TASK GOAL:
Each line from the one with "Where can you find the rabbit?" to the final line of the data must be reproduced exactly, and no other line may appear.

::: DATA IN THIS EXERCISE :::

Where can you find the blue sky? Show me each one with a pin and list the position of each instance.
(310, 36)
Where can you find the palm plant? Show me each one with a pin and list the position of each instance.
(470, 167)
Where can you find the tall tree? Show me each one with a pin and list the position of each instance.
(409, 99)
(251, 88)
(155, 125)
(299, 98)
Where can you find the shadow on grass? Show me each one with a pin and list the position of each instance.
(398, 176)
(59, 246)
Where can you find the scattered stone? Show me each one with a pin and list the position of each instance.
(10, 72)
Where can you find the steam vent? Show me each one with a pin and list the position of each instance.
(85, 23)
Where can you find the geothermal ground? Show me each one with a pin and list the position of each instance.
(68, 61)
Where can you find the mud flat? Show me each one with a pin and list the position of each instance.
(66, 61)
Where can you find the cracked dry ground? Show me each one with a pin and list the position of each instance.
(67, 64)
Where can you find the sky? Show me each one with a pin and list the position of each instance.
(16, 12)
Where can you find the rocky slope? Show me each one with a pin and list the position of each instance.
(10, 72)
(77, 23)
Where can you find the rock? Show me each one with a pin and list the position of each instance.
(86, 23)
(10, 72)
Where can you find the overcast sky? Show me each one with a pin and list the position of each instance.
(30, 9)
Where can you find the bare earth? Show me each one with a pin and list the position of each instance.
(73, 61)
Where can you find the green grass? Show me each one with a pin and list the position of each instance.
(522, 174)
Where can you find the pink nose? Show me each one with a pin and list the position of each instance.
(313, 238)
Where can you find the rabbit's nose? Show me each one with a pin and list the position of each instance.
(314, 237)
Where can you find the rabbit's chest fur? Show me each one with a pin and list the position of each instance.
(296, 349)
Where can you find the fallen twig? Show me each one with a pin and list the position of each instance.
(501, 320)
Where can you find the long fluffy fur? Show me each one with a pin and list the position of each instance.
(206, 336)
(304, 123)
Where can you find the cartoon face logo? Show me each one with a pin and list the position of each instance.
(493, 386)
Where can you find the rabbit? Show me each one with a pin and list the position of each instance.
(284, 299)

:::

WORKED SOLUTION:
Where can you find the rabbit? Show me each one with a pin and list the position of each instance.
(284, 299)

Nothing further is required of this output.